**STUDY TEXT:**
A notable example is pharmaceutical manufacturing at Kilinto Industrial Park. The sector offers strategic benefits that extend beyond industrial output. It can reduce import dependence, strengthen healthcare security, create skilled jobs, conserve foreign exchange, and support research, development, and biotechnology innovation while opening new opportunities for regional exports.
The country’s Integrated Agro-Industrial Parks are also reshaping the relationship between agriculture and industry. Located across Oromia, Amhara, Sidama, and other agricultural regions, these parks connect farmers directly to processing industries, transforming agriculture from a supplier of raw materials into a driver of industrial growth.
Rather than exporting raw commodities, Ethiopia is increasingly targeting higher-value exports such as coffee capsules, processed honey, avocado oil, processed fruits and vegetables, dairy products, and malt. By capturing more stages of the value chain, the country can generate higher export earnings, create skilled jobs, expand industrial capacity, increase tax revenues, and strengthen domestic supply chains.
Another significant development is the growing role of domestic investors. Their presence in special economic zones has expanded from just 36 investors in 2018 to more than 200 in 2026, making them the majority of participants. Unlike many foreign investors, domestic businesses often maintain longer-term commitments, reinvest profits locally, and build stronger supplier networks. Their growing participation suggests that Ethiopia’s industrialisation agenda is becoming increasingly rooted within the domestic economy.
Industrial parks are also evolving into multi-functional economic zones that combine manufacturing, logistics, warehousing, trade services, technology support, financial services, and export facilitation. These integrated ecosystems create clustering effects that improve efficiency, lower operating costs, and enhance competitiveness.
Perhaps the most important policy shift is the increasing role of private-sector management. Prime Minister Abiy Ahmed has emphasised that private operators possess stronger incentives to attract investors, maintain infrastructure, improve service delivery, reduce bureaucracy, and enhance productivity. This reflects a broader transition from state-led industrial expansion toward a more market-oriented approach to industrial management.

**DATA EXTRACT:**
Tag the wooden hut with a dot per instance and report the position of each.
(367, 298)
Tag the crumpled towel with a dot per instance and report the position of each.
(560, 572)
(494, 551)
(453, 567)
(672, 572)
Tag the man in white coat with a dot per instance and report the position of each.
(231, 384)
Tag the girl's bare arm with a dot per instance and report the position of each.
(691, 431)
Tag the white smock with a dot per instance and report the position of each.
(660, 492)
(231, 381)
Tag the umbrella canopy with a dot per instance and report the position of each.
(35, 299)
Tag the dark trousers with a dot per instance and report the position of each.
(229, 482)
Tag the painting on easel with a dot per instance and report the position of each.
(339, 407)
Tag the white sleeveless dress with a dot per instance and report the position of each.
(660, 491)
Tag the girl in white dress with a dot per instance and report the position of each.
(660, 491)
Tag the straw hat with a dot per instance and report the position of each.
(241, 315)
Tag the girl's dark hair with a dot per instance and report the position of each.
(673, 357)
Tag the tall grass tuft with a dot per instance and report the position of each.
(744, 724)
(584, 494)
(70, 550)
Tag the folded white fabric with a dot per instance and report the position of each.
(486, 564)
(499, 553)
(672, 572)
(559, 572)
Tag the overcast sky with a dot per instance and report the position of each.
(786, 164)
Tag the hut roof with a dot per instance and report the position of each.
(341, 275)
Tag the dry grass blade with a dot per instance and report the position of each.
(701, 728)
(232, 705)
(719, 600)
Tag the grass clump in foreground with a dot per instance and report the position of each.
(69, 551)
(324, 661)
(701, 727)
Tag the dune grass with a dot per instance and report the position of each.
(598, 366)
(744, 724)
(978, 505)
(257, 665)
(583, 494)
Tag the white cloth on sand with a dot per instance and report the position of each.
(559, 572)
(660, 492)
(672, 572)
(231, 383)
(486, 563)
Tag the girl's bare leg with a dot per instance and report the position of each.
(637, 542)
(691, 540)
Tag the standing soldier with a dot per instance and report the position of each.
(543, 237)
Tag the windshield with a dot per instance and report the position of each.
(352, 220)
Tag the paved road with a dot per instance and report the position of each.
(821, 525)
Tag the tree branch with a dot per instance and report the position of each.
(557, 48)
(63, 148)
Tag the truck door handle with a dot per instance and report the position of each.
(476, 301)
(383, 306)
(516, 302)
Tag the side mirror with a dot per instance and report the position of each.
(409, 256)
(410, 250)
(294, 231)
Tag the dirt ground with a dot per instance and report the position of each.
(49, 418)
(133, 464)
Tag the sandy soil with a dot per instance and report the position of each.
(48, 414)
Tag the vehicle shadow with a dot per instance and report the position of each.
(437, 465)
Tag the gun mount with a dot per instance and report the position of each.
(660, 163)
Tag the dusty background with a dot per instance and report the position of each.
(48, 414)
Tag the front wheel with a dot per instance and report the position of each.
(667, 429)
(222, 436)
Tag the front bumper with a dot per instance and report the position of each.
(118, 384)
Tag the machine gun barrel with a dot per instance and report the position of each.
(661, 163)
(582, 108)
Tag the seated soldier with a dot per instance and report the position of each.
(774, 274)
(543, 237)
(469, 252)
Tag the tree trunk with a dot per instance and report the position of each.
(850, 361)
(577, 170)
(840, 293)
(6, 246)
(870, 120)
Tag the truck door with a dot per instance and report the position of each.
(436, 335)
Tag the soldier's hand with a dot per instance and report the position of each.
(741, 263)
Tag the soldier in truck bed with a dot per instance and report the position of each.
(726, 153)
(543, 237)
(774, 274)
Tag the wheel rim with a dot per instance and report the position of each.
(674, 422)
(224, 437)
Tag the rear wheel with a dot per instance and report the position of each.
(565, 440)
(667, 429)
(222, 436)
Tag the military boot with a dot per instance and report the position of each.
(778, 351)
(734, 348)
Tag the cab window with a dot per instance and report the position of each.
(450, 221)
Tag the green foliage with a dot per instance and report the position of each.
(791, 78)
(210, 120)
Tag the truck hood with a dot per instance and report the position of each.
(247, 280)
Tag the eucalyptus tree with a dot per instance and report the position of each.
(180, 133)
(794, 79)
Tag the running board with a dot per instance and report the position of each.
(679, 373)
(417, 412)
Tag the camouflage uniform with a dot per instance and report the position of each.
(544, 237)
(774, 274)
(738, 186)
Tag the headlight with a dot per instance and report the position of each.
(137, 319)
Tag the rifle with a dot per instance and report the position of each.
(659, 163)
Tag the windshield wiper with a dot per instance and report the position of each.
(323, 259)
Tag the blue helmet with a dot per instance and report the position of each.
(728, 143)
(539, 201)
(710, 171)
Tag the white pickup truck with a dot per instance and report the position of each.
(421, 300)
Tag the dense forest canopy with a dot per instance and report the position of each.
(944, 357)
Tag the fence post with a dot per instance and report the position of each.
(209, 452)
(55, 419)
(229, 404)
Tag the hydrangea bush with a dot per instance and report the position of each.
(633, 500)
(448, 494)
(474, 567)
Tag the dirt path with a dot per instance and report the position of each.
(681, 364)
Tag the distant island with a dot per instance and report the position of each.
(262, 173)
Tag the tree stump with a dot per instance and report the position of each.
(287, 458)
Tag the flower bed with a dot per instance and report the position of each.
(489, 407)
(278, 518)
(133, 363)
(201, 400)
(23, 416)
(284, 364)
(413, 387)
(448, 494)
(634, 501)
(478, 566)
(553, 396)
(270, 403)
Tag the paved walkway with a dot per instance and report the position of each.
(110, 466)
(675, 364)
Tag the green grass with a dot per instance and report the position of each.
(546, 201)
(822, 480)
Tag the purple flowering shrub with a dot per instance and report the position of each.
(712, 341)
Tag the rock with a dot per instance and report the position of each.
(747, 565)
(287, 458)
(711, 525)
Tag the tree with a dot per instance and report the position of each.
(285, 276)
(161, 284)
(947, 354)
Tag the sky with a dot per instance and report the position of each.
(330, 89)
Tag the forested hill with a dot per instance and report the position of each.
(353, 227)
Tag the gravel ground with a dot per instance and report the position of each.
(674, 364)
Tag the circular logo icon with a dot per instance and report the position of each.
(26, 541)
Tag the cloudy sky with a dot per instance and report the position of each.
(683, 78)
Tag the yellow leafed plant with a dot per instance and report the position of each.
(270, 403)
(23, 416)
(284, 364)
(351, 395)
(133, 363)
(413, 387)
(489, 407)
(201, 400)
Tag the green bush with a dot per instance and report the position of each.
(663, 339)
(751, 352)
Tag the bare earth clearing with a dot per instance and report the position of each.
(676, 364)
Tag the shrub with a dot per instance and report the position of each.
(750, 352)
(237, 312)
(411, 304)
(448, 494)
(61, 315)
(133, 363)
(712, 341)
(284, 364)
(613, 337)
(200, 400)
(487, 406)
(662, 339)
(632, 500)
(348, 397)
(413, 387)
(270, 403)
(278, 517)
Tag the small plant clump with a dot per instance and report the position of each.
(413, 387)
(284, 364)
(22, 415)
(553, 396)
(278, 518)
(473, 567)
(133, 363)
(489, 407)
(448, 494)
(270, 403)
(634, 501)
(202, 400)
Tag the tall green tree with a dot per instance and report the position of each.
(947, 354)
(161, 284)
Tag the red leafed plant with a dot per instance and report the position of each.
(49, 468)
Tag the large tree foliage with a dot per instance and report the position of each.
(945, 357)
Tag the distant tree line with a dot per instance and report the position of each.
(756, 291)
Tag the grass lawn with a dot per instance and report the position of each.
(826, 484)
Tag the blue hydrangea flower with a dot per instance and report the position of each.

**TASK OBJECTIVE:**
Continue the text on Ethiopia's industrial parks from where it stops.

**TASK ANSWER:**
At the same time, farmer-clustering programmes involving millions of producers are integrating smallholder farmers into industrial value chains. By standardising production, improving quality control, facilitating aggregation, reducing transaction costs, and ensuring reliable supply, these programmes create mutual benefits for both industry and agriculture. Manufacturers gain dependable supply chains, while farmers secure improved market access and higher income opportunities.
The economic impact is becoming increasingly evident. Industrial zones now host nearly 300 investors, generate more than $1.5 billion in export earnings, and support approximately 90,000 jobs.
If successful, Ethiopia’s strategy could create a less commodity-dependent economy characterised by higher industrial productivity, diversified exports, stronger foreign exchange earnings, advanced technological capabilities, better-skilled employment, and greater resilience to external shocks.
The country’s evolving model also offers valuable lessons for the rest of Africa. It demonstrates that industrial parks are most effective when integrated with local economies, that domestic investors are critical for long-term resilience, that value addition generates greater economic returns than raw commodity exports, and that agriculture and industry can reinforce one another.
The success of Ethiopia’s industrial transformation will not be measured by the number of industrial parks it builds, but by its ability to generate innovation, productivity, skilled employment, and sustainable economic growth. If these goals are achieved, Ethiopia’s industrial parks could evolve from manufacturing platforms into powerful engines of long-term structural transformation.